• **Extract provided**:
--- start ---

This invention relates, in general, to facilitating processing within computing environments, and in particular, to managing various aspects of processing within a computing environment.
Isolation between tasks executing within a computing environment is important to avoid data corruption. In some systems, such as the S/390 systems offered by International Business Machines Corporation, Armonk, New York, a level of isolation and security is provided by the operating systems. Tasks are run as separate processes within an operating system, and the operating system controls the sharing of resources. Although the operating system offers a certain level of protection, intentional or accidental exposure or corruption of data of one task by another task is possible. Thus, a need exists for enhanced isolation between tasks.
Moreover, in computing environments, such as grid computing environments, interoperability among the different nodes of an environment is important to be able to share resources of those environments and to balance workloads. Although facilities, such as Sysplex and Workload Manager offered by International Business Machines Corporation, have been developed to facilitate workload management, those facilities are solutions for coupled systems that belong to a single family of processors. Thus, a need exists for a capability that facilitates workload management among heterogeneous systems.
The shortcomings of the prior art are overcome and additional advantages are provided through the provision of a method of managing execution of requests. The method includes, for instance, obtaining by a node of a computing environment a request to be processed; and starting a virtual machine on the node to process the request, the virtual machine being exclusive to the request.
In a further aspect of the present invention, a method of managing initiation of virtual machines of a computing environment is provided. The method includes, for instance, determining by one virtual machine of a computing environment that another virtual machine is to be initiated; and initiating, by the one virtual machine, the another virtual machine.
In yet a further aspect of the present invention, a method of providing an on-demand infrastructure is provided. The method includes, for instance, deploying logic on at least one node of a computing environment to automatically provide a virtual machine on-demand.

--- end ---

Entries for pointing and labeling
--- start ---

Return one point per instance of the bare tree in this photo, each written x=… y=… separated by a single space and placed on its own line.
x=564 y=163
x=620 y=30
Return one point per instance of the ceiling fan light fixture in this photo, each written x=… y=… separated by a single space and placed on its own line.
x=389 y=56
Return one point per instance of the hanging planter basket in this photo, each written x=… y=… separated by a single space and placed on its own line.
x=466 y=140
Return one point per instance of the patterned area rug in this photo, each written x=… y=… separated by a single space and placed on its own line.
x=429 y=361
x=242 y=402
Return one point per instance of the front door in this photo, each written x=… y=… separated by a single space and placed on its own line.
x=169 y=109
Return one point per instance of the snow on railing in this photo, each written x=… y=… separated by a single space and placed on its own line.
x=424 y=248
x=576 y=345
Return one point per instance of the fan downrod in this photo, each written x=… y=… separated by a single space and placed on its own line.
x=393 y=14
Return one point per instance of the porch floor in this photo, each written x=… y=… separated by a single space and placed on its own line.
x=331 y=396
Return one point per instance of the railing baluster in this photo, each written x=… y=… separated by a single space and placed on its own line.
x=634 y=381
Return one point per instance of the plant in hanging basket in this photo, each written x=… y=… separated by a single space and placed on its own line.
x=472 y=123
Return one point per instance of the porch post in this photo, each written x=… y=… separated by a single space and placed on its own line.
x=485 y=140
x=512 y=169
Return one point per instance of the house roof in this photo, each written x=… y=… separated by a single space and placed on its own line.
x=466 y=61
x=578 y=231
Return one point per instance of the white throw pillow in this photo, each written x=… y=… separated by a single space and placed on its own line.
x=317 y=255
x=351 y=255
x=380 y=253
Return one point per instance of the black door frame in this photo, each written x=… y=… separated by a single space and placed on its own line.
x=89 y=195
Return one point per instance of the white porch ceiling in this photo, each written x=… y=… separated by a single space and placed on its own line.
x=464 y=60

--- end ---

• **Tasks to carry out**:
A. According to the invention summary, which facilities from International Business Machines Corporation were developed to facilitate workload management?
B. Reproduce everything in the invention summary from "In yet a further" down to "virtual machine on-demand.".

• **Outputs for the tasks**:
A. Sysplex and Workload Manager.

B.
In yet a further aspect of the present invention, a method of providing an on-demand infrastructure is provided. The method includes, for instance, deploying logic on at least one node of a computing environment to automatically provide a virtual machine on-demand.